> **Source passage**
****************

If it were through a switch at the exchange it would be on each of them to individually upgrade their capacity to it but at the capacities they are at it they are beyond what would make sense financially to go over an exchange switch so they would connect directly instead. It's likely more along the lines of needing several 100G ports as Netflix is over 30% of peak usage traffic in North America: "Netflix (31.6%) holds its ground as the leading downstream application in North America and together with YouTube (18.6%) accounts for over 50% of downstream traffic on fixed networks." (source https://www.sandvine.com/trends/global-internet-phenomena/ ) That amount of data is massive scale. I don't see it as double dipping because each party is buying the pipe they are using. I am buying a 15Mbps pipe to my home but just because we are communicating over the Internet doesn't mean the money I am paying covers the cost of your connection too. You must still buy your own pipe in the same way Netflix would. I covered this scenario in more detail in my post "What Net Neutrality should and should not cover" but if you expand on the assumption that paying for an internet connection also pays for the direct connection of every party who you exchange traffic with then you have a scenario where only half the people connected to the Internet should have to pay at all for their connection because any scenario where people simply buy their own pipe would be considered "double billing". The cost for residential broadband is high enough in the US without a policy like that in place. If there is one policy that would keep poor families from being able to afford broadband it would be that one. On Sun, Apr 27, 2014 at 2:58 AM, Hugo Slabbert <hslabbert@stargate.ca>wrote:
...but if that point of congestion is the links between Netflix and Comcast...
Which, from the outside, does appear to have been the case.
...then Netflix would be on the hook to ensure they have enough capacity to Comcast to get the data at least gets TO the Comcast network.
Which I don't believe was a problem? Again, outside looking in, but the appearances seemed to indicate that Comcast was refusing to upgrade capacity/ports, whereas I didn't see anything indicating that Netflix was doing the same. So:
I have gear; you have gear. I upgrade or add ports on my side; you upgrade or add ports on your side.

****************

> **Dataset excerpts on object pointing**
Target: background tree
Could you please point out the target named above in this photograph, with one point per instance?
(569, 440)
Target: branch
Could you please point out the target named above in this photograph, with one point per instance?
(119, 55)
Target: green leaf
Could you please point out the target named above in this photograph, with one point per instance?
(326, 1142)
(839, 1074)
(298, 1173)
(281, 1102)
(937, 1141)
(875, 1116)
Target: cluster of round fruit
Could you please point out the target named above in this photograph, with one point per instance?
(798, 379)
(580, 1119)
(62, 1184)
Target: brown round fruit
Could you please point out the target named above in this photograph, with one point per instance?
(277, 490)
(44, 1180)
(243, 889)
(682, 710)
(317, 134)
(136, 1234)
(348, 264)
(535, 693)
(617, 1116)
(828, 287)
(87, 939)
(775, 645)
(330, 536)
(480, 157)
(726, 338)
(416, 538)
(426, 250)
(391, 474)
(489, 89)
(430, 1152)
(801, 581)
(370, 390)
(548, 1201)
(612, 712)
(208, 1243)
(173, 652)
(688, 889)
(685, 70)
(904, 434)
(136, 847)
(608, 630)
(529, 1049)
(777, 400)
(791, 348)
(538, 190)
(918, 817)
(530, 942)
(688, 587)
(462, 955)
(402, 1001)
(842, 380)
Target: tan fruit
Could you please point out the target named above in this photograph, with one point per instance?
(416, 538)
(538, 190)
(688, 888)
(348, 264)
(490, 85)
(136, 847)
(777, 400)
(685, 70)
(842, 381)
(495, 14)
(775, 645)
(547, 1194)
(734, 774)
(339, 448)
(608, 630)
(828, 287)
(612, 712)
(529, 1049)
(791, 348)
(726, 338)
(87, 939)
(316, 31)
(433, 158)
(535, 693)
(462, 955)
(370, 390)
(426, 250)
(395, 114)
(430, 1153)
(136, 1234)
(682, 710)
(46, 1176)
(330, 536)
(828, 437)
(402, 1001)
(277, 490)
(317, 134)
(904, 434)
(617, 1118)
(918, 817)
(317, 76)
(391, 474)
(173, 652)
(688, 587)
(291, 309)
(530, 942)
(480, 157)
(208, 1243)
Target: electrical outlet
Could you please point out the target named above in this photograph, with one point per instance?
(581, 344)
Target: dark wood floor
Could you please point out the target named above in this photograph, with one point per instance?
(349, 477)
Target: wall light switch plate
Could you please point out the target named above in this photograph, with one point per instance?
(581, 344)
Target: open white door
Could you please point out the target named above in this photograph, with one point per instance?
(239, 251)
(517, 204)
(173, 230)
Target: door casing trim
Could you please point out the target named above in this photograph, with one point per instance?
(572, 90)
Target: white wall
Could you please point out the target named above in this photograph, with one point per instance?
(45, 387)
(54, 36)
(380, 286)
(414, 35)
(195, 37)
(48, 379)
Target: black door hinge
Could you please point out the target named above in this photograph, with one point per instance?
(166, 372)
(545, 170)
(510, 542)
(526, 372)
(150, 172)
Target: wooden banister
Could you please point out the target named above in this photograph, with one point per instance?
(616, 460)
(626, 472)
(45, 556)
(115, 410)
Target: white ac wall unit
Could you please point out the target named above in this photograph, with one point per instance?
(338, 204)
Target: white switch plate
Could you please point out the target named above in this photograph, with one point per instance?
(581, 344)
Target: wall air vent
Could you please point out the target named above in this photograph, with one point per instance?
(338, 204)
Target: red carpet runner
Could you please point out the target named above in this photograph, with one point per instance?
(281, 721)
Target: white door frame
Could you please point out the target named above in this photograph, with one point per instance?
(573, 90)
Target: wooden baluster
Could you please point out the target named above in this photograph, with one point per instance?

****************

> **Parts of the exercise**
[A] Check whether each statement agrees with the Netflix peering discussion. Answer yes or no for each, and quote the deciding words of the discussion.
(i) The writer pays for a 15Mbps connection at home.
(ii) The writer regards each party buying its own pipe as double dipping.
(iii) The quoted source gives YouTube 31.6% of downstream traffic in North America.
[B] Carry on the Netflix peering discussion from its final line.

> **Responses in order**
[A]
(i) Yes: "I am buying a 15Mbps pipe to my home"
(ii) No: "I don't see it as double dipping because each party is buying the pipe they are using."
(iii) No: "together with YouTube (18.6%)"

[B]
The argument at hand is if Comcast permitted to charge them for the links to get to their network or should they be free/settlement free. I think it should be OK to charge for those links as long as its a fair market rate and the price doesn't basically amount to extortion.
Are we talking here about transport between Netflix's POPs and Comcast's? I definitely don't expect Comcast to foot the bill for transport between the two, and if Netflix was asking for that I'm with you that would be out of line. If there are existing exchange points, though, would it not be reasonable to expect each side to up their capacity at those points?
Once that traffic is given directly to comcast no other party receives payment for delivering it so there is no double billing.
The "double-dip" reference was to charging both the content provider and the ISP's own customer to deliver the same bits. If the traffic from Netflix was via Netflix's transit provider and Comcast then again was looking to bill Netflix to accept the traffic, we'd hit double billing.
I guess that's the question here: If additional transport directly been POPs of the two parties was needed, somebody has to pay for the links. Releases around the deal seemed to indicate that the peering was happening at IXs (haven't checked this thoroughly), so at that point it would seem reasonable for each party to handle their own capacity to the peering points and call it even. No?
-- Hugo
________________________________ From: Rick Astley <jnanog@gmail.com> Sent: Saturday, April 26, 2014 11:23 PM To: Hugo Slabbert Cc: nanog@nanog.org Subject: Re: The FCC is planning new net neutrality rules. And they could enshrine pay-for-play. - The Washington Post
How is this *not* Comcast's problem? If my users are requesting more traffic than I banked on, how is it not my responsibility to ensure I have capacity to handle that? I have gear; you have gear. I upgrade or add ports on my side; you upgrade or add ports on your side. Am I missing something?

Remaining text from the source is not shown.